_TRY IT_
Below are entries; output exactly the lines from the one with "pixel 301 4" to the one with "pixel 574 89", both included, and nothing else.

[Stored data entries]
****************************************

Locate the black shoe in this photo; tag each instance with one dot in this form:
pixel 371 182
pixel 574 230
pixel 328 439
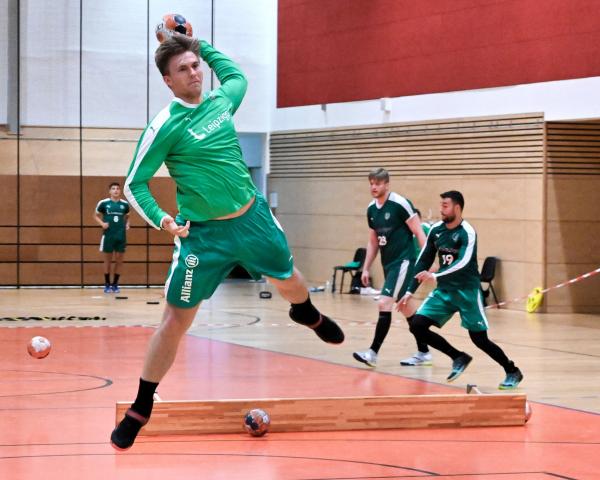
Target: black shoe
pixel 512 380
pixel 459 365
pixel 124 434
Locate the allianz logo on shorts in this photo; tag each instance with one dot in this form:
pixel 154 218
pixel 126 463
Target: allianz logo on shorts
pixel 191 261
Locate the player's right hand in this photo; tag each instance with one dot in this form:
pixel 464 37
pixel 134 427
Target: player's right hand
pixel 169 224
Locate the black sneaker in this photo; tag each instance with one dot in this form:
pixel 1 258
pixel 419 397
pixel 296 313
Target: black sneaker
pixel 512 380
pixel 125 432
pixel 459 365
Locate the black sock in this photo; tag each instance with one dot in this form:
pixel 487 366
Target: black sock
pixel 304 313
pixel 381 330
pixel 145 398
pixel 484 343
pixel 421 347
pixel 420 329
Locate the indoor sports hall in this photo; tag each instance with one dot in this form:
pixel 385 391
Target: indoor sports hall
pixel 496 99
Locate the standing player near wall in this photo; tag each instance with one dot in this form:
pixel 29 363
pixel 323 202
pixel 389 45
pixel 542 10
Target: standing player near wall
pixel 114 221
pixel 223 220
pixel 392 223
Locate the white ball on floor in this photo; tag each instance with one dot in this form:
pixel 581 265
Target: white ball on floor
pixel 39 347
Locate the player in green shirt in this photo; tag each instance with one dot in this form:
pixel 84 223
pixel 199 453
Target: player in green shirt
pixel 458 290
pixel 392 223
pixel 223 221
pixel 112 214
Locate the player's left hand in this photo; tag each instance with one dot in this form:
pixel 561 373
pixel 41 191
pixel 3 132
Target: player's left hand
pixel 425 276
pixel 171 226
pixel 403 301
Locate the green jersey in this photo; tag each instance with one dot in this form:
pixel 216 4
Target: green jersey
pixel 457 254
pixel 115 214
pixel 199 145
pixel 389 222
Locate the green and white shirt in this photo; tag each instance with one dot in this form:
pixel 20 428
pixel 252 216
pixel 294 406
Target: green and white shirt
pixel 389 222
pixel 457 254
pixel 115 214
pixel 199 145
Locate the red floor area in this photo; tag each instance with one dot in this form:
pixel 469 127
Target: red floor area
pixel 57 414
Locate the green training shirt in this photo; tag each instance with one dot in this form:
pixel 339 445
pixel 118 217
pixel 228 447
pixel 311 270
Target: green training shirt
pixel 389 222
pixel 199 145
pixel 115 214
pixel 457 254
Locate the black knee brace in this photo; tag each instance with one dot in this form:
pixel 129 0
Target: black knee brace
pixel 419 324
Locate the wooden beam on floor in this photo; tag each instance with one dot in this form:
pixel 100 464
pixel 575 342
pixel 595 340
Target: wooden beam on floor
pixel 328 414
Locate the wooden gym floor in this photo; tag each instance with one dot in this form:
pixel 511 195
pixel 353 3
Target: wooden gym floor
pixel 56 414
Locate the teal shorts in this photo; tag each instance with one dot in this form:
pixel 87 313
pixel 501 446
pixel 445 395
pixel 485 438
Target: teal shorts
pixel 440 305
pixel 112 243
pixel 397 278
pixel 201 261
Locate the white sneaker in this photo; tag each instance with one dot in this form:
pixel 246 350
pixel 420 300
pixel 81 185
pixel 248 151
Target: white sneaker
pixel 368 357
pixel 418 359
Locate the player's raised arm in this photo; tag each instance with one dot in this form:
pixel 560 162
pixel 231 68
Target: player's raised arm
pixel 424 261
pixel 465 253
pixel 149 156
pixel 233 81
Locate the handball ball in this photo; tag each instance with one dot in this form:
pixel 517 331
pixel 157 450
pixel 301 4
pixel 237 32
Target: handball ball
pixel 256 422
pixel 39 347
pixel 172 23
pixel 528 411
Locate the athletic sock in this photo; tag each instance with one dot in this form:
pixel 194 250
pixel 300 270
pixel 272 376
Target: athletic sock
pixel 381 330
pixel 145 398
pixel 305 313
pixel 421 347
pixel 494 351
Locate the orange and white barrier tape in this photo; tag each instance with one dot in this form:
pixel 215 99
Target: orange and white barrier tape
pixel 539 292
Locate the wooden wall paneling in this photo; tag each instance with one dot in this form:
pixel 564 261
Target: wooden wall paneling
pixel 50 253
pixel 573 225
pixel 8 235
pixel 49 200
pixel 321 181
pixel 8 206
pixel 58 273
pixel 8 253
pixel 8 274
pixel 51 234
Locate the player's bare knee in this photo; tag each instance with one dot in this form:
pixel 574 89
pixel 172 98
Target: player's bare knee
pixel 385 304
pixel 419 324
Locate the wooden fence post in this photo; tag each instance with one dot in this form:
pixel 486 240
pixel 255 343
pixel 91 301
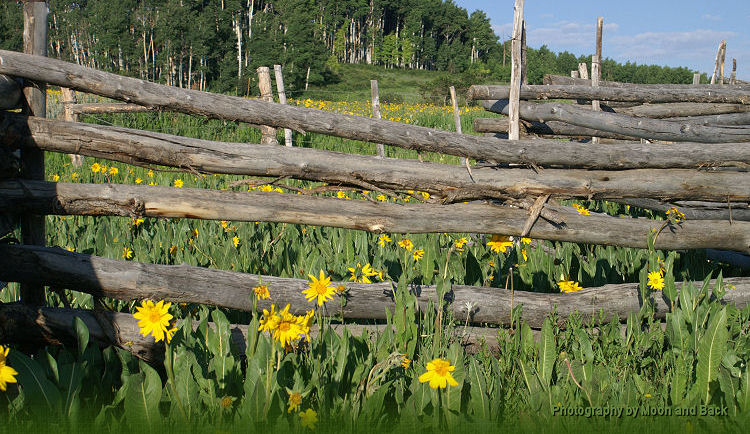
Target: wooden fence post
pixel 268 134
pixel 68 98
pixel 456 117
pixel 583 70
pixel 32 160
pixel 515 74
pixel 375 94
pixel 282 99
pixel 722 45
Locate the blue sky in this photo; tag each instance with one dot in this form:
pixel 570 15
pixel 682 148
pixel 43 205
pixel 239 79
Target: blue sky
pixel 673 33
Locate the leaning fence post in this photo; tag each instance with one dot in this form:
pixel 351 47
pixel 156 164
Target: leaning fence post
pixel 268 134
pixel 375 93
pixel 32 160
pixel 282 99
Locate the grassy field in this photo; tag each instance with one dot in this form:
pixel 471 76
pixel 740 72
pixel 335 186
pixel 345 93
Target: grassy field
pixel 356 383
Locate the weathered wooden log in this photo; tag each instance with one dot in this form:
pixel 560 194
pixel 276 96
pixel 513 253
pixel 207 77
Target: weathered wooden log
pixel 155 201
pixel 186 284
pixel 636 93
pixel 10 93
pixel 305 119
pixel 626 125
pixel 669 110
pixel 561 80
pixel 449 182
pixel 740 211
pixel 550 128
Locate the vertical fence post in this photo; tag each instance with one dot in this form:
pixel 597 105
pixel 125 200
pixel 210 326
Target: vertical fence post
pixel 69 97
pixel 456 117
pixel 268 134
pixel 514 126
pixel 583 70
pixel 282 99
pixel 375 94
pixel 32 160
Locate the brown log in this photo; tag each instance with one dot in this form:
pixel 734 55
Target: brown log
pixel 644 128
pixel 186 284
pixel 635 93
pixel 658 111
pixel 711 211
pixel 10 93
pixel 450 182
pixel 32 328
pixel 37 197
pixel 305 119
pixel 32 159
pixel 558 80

****************************************

_TASK RESULT_
pixel 301 4
pixel 237 32
Target: handball ball
pixel 256 422
pixel 39 347
pixel 172 23
pixel 528 411
Locate the athletic sock in this photo; tag each instance with one dot in this form:
pixel 194 250
pixel 300 270
pixel 272 376
Target: athletic sock
pixel 381 330
pixel 145 398
pixel 305 313
pixel 421 347
pixel 494 351
Locate the orange and white barrier tape in this photo; tag each instance with one dot in this form:
pixel 215 99
Target: orange and white barrier tape
pixel 539 292
Locate the wooden wall paneling in this photo; tag each instance with one dot in this form:
pixel 564 261
Target: wooden wall paneling
pixel 50 253
pixel 573 225
pixel 8 235
pixel 49 200
pixel 321 181
pixel 8 206
pixel 58 273
pixel 8 253
pixel 8 274
pixel 51 234
Locate the player's bare knee in this photo; tag each instance with one dot in this form:
pixel 574 89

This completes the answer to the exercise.